Your assignment
Take the entries that follow and return exactly the lines from the one holding "shaped like (53,803)." through the one holding "shaped like (728,729).", both included. Nothing else is needed.

[Referring expression pointing data]
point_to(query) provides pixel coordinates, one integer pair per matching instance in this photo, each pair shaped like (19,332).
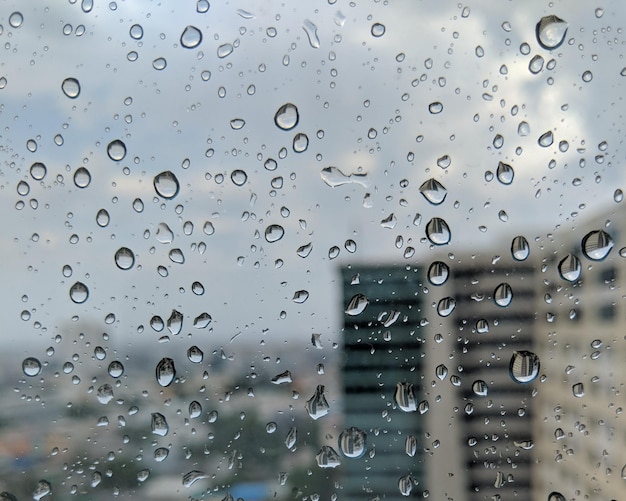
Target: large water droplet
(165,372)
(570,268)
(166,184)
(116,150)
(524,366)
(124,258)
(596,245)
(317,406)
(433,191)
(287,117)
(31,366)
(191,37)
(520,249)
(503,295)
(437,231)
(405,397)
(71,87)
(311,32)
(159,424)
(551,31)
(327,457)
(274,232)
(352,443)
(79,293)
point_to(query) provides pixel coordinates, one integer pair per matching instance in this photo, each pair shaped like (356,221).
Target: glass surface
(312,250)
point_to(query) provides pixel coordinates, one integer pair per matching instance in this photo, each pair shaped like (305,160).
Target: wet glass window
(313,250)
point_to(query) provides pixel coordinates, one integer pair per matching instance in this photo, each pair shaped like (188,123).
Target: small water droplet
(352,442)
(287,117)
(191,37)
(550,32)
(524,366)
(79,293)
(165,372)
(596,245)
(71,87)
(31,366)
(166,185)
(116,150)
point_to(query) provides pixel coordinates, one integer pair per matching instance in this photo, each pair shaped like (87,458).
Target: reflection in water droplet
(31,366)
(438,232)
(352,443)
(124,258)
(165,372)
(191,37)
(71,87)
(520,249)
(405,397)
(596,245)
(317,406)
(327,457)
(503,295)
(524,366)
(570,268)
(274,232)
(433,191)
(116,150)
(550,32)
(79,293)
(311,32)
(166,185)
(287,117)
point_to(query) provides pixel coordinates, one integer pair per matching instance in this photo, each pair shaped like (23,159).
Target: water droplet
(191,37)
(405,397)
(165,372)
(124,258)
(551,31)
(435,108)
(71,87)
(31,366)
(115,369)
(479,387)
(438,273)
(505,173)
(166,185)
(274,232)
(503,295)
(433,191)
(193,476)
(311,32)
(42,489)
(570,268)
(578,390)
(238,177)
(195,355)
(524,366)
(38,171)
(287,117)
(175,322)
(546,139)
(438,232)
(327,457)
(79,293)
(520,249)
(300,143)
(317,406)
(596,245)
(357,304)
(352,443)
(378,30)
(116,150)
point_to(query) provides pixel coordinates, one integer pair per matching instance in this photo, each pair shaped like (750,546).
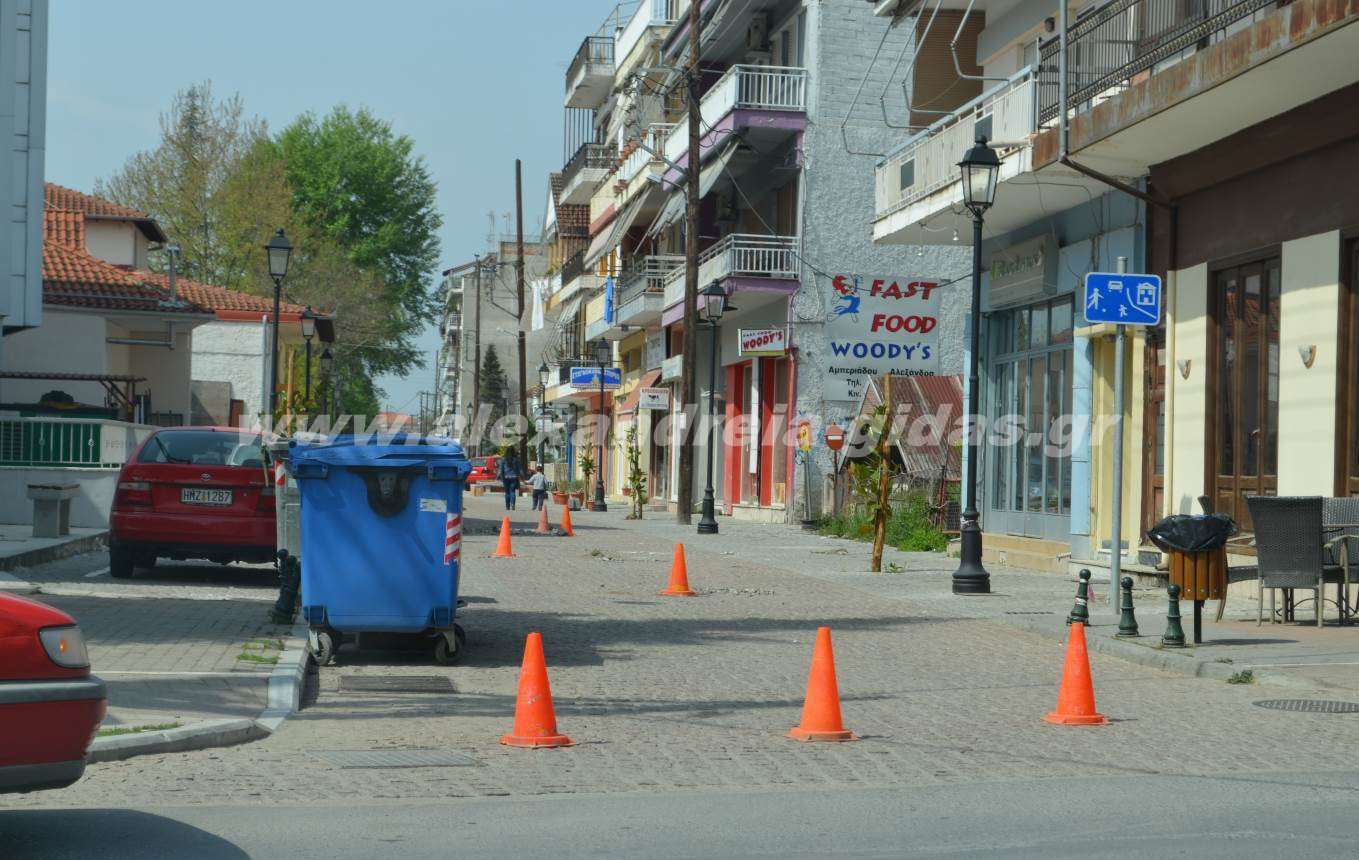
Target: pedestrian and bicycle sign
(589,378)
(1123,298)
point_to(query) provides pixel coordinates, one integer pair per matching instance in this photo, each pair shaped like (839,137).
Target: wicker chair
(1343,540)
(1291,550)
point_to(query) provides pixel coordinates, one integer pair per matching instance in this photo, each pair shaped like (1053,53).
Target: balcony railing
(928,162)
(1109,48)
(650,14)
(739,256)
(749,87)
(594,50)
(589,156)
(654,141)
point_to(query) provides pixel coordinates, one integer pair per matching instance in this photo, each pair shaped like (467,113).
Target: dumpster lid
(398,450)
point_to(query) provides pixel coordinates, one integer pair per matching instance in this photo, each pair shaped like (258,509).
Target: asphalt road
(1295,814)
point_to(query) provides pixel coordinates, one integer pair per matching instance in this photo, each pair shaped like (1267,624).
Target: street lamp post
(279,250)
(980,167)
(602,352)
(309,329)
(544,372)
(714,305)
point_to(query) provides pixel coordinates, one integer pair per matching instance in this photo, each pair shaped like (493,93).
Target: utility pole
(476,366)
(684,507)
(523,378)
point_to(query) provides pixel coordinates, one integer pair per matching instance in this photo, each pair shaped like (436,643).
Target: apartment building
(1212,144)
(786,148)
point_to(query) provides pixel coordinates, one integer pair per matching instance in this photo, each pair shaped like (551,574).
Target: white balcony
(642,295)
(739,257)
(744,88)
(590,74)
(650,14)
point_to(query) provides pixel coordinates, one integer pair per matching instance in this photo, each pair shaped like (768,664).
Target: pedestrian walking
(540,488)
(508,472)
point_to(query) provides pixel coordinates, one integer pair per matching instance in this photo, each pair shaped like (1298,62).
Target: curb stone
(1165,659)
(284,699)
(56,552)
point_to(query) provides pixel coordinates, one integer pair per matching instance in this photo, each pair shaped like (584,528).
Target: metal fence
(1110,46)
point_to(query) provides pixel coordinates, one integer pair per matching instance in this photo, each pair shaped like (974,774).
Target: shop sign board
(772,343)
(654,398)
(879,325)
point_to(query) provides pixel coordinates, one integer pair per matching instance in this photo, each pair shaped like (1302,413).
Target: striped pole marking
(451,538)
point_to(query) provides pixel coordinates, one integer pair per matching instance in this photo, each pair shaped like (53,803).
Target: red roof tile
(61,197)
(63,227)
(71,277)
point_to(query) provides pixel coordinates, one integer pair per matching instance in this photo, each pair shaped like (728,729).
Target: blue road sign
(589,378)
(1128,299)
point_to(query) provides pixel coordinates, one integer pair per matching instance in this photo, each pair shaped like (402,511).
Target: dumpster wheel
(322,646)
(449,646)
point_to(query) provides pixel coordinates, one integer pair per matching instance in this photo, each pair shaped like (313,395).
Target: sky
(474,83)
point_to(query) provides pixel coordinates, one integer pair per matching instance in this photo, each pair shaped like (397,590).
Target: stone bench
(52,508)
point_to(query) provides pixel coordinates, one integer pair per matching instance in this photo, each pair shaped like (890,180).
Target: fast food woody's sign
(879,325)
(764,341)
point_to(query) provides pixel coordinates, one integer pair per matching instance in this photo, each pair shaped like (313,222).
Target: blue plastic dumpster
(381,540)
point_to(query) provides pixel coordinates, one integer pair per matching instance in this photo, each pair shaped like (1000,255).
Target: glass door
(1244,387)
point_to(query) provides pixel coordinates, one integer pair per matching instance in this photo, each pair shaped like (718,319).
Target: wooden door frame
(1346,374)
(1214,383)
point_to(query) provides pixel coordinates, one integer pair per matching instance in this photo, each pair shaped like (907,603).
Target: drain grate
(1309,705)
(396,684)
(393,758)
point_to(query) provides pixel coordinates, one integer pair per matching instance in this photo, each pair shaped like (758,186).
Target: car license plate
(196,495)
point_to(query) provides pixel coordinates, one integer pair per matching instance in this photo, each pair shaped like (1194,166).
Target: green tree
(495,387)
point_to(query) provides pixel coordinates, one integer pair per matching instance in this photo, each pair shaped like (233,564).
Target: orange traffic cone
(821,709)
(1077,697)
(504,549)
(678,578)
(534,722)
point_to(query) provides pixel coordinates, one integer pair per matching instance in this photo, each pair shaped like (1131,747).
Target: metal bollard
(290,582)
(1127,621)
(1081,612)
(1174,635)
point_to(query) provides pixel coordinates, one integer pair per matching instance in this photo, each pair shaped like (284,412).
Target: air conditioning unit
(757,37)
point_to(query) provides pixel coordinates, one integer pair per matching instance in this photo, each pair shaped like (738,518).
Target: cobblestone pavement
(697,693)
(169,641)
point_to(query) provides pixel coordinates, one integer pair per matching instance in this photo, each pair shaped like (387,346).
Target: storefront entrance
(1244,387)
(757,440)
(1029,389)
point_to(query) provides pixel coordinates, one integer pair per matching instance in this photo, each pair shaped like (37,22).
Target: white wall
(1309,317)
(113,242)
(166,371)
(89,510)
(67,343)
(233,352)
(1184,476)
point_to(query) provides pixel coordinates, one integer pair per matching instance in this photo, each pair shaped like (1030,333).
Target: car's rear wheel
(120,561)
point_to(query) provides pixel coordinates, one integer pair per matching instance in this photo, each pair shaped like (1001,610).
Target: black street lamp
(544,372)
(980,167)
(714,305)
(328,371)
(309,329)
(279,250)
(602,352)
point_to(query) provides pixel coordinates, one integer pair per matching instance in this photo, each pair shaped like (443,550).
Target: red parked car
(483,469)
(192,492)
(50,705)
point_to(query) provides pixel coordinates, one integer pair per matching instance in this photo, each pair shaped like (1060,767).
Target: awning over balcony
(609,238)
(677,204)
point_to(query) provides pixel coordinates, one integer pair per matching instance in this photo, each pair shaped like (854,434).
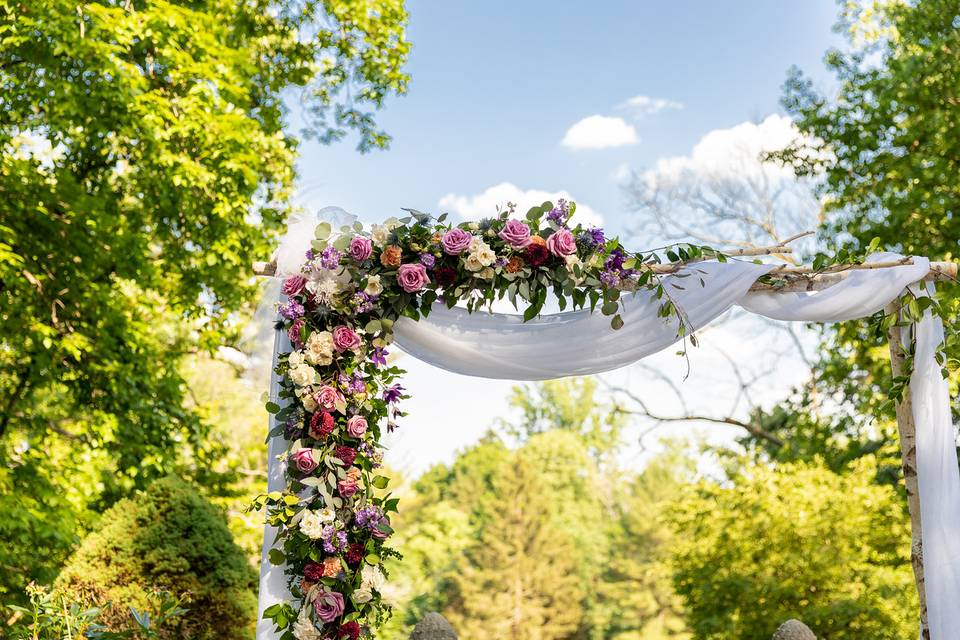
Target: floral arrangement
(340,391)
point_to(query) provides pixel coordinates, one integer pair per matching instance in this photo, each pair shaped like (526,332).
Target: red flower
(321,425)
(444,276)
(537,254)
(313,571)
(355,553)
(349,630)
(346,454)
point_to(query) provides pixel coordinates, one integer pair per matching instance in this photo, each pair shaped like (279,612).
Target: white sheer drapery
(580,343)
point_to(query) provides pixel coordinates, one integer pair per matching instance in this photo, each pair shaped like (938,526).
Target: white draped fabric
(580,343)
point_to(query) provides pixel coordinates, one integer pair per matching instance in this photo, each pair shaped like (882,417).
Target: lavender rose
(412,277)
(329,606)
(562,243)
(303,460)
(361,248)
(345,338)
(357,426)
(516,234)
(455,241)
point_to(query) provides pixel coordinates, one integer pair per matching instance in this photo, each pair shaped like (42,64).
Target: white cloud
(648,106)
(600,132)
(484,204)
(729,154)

Output below
point_to(query) provides pixel coordinates, one integer pair per matching instance in this photo, each pair shaped like (53,803).
Target: red roof tile
(61,197)
(63,227)
(71,277)
point_to(query) provides pixel coordinates, one integer pair per matching instance in this photo, each pair shaped like (728,729).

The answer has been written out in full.